Text-to-region grounding data:
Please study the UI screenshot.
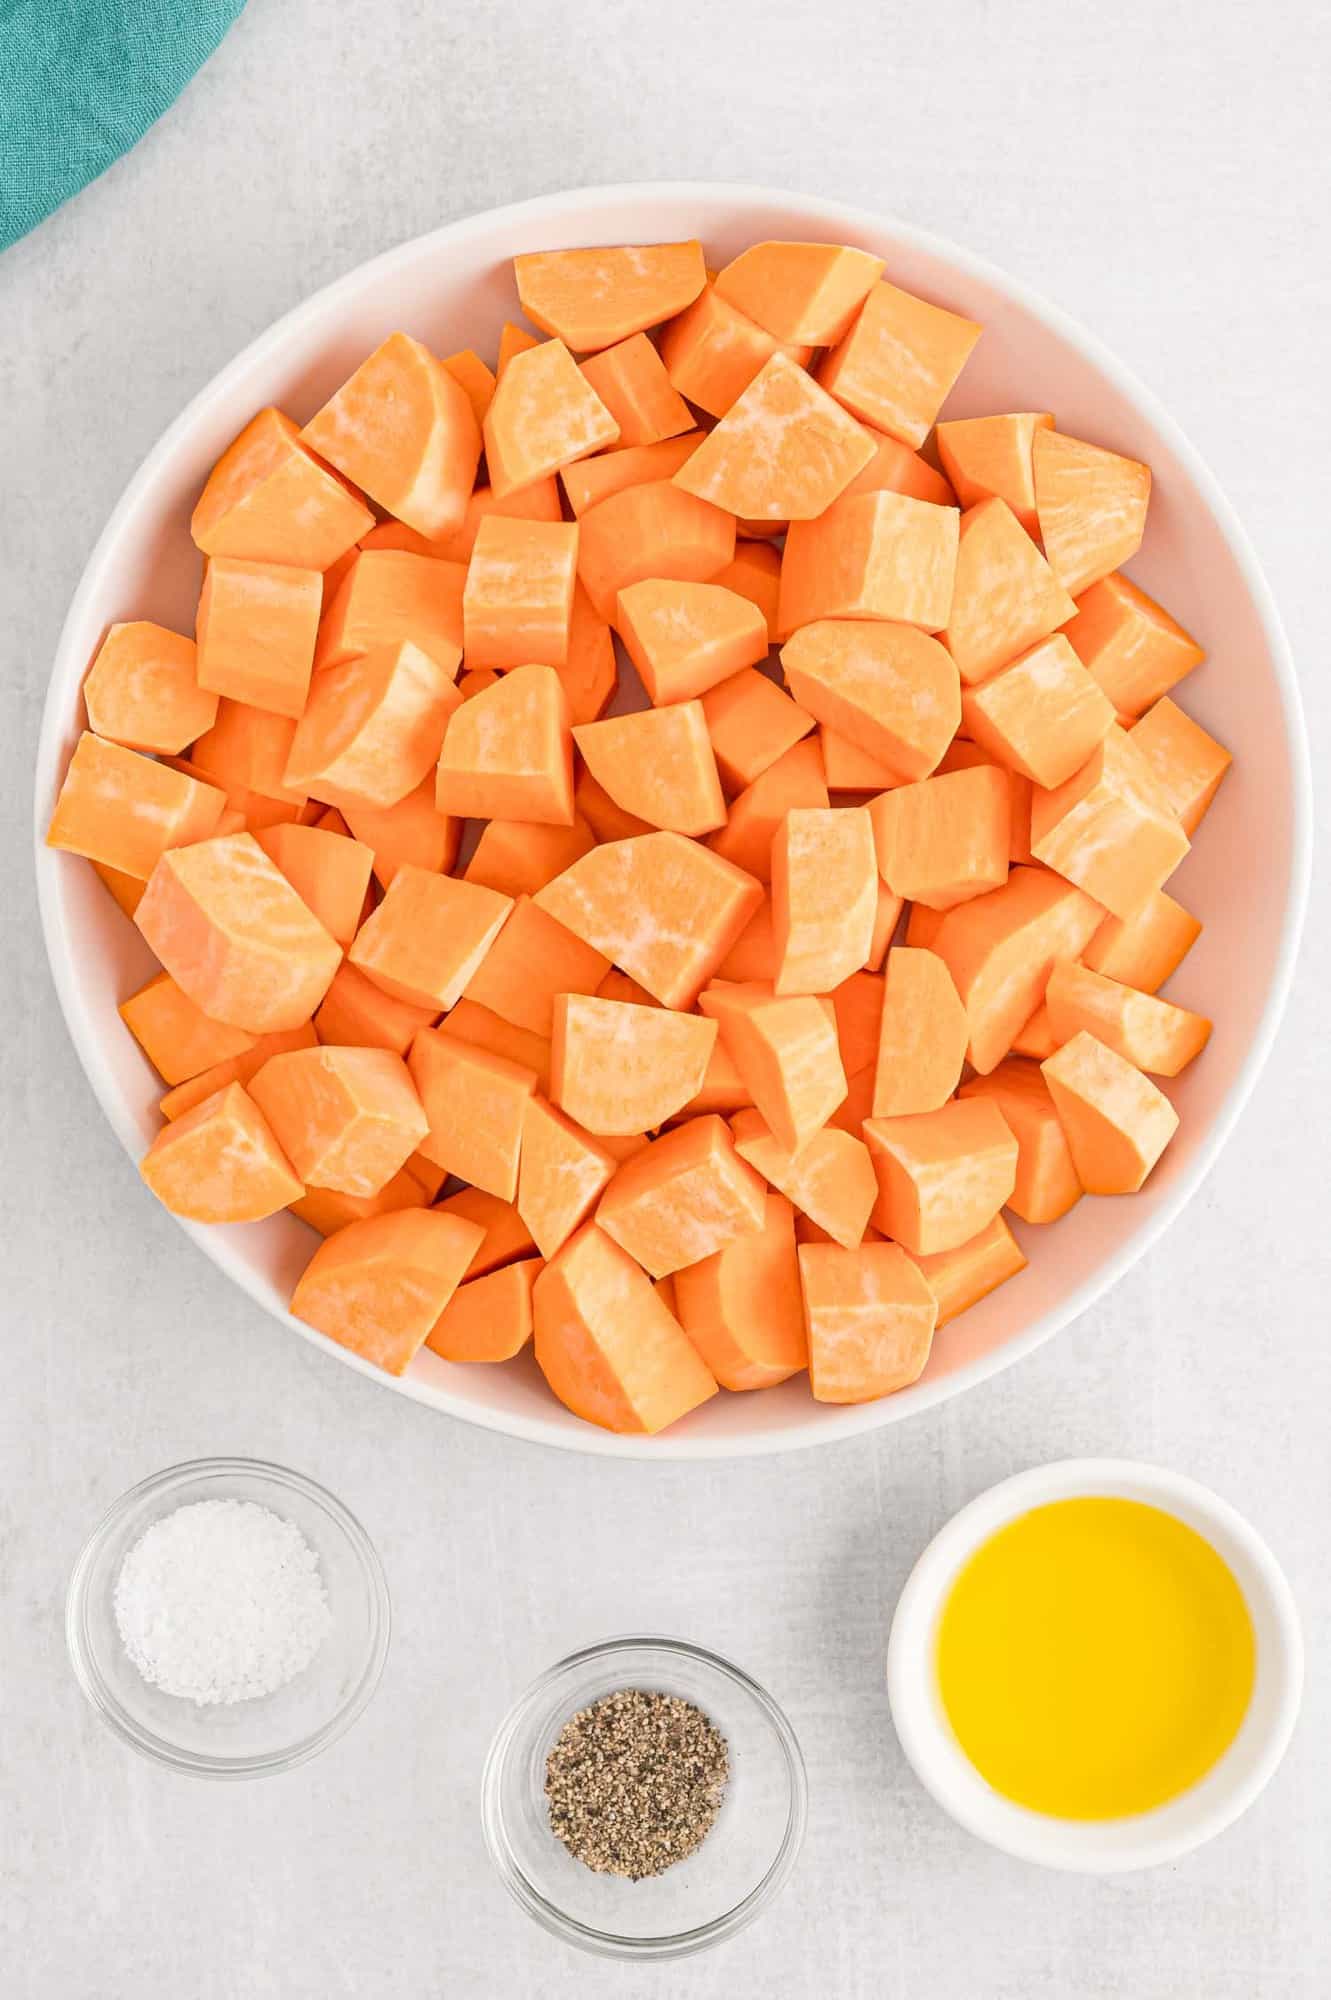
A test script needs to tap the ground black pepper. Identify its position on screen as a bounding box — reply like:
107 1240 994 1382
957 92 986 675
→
544 1687 730 1880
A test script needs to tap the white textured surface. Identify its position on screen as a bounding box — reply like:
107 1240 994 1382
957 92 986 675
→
2 1 1329 1993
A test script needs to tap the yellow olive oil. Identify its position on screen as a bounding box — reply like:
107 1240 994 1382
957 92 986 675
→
936 1497 1256 1820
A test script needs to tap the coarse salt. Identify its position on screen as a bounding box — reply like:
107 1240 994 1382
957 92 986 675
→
113 1498 332 1706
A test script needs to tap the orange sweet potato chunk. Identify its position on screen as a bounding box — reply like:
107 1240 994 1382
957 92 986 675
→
435 1184 538 1277
408 1028 538 1198
579 332 693 447
47 733 227 877
575 769 654 849
798 1240 938 1403
869 765 1010 910
82 621 217 754
285 642 461 809
772 806 877 994
959 1057 1082 1224
873 946 968 1117
555 582 619 725
290 1207 485 1375
1063 572 1204 719
120 970 253 1084
780 620 960 782
441 348 497 427
192 407 374 567
820 728 906 792
818 279 981 448
140 1081 303 1222
135 832 341 1032
249 1044 428 1196
551 995 716 1136
435 664 574 825
714 241 884 344
190 700 306 806
708 735 828 881
561 433 703 517
778 490 959 635
617 578 767 706
426 1258 540 1363
701 985 846 1154
672 1189 807 1390
731 1109 876 1250
596 1114 767 1278
1033 429 1151 597
839 428 956 508
960 633 1116 791
516 241 707 351
1041 1031 1178 1194
673 352 875 522
701 667 814 794
517 1095 617 1259
302 333 482 539
440 998 553 1091
864 1098 1018 1254
254 823 375 948
196 557 322 719
1029 725 1189 921
935 412 1053 536
349 865 511 1011
426 475 565 565
462 516 579 669
315 550 466 672
1045 960 1211 1077
343 776 460 887
497 322 541 376
483 339 619 497
1129 697 1232 835
576 480 736 621
290 1167 428 1238
573 703 726 837
710 541 783 642
532 1222 718 1435
534 830 762 1008
829 966 884 1078
714 896 780 982
464 813 596 899
1082 889 1201 995
942 498 1077 685
659 282 811 419
159 1022 320 1121
313 961 438 1055
909 1212 1028 1327
1010 1000 1060 1061
463 895 610 1036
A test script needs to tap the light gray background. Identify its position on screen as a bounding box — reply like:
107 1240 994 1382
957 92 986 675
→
3 2 1328 1994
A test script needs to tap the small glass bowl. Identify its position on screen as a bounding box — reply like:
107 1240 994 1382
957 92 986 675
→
66 1456 390 1778
481 1636 807 1960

WHAT YOU HAVE TO DO >> In your copy, include no pictures, but set down every record exactly.

COMPLETED EXERCISE >>
Please study the UI screenshot.
A test script needs to tap the ground black pepper. Identify its position on screen as a bounding box — reply like:
107 1240 994 1382
957 92 986 675
→
544 1687 730 1880
A test script needs to tap the white textured surface. Identify its position on screen as a bounding box — reply like:
107 1240 994 1382
957 92 986 675
→
2 1 1329 1993
A test script needs to tap the yellow olive oil. Identify its position on screen as a bounding box — reply like:
107 1240 994 1382
957 92 986 675
→
936 1497 1256 1820
A test script needs to tap the coarse salt. Identify its position on screen as a bounding box — reply like:
107 1240 994 1382
957 92 986 675
→
113 1498 332 1706
A test script needs to tap the orange sweet potato chunk. Identify its position on screen as a bounding box — reply like:
107 1240 994 1382
957 92 986 675
→
435 1184 538 1277
408 1028 538 1198
579 332 693 447
47 733 227 877
575 769 654 849
798 1240 938 1403
869 765 1010 910
82 621 217 754
285 642 461 809
772 806 877 994
959 1057 1082 1224
873 946 968 1117
555 582 619 725
290 1207 485 1375
1063 572 1204 719
120 970 253 1084
780 620 960 782
441 348 497 427
192 407 374 567
820 728 906 792
818 279 981 448
140 1081 303 1222
135 832 341 1032
249 1044 428 1196
551 995 716 1136
435 664 574 825
714 241 884 344
190 700 306 806
708 735 828 881
561 433 703 517
778 490 959 635
617 578 767 706
426 1258 540 1363
701 985 846 1154
672 1189 807 1390
731 1109 876 1250
596 1114 767 1278
1033 429 1151 597
839 428 956 508
960 633 1116 791
516 241 707 351
1041 1031 1178 1194
673 352 875 522
701 667 814 794
517 1095 617 1259
302 333 482 539
440 998 553 1091
864 1098 1018 1254
254 823 375 948
196 557 322 719
1029 725 1189 921
935 412 1053 536
349 865 511 1011
426 475 565 565
462 516 579 669
315 550 466 672
1045 960 1211 1077
343 776 460 887
497 322 541 376
483 339 619 497
1129 697 1232 835
576 480 736 621
290 1167 428 1238
573 703 726 837
710 541 783 642
532 1222 718 1435
534 830 762 1008
829 966 884 1078
714 896 780 982
464 813 596 899
1082 889 1201 995
942 498 1077 685
659 282 811 419
159 1022 320 1121
313 961 438 1055
909 1212 1028 1327
1010 1000 1060 1061
463 895 610 1036
A test script needs to tap the light gray background. Identify its position on screen as a bounding box — reply like:
107 1240 994 1382
957 92 986 675
→
3 2 1328 1994
A test script needs to tap the small glass bowl. Identify its position on screen as a bounding box — reply like:
107 1240 994 1382
957 92 986 675
→
66 1456 390 1778
481 1636 807 1960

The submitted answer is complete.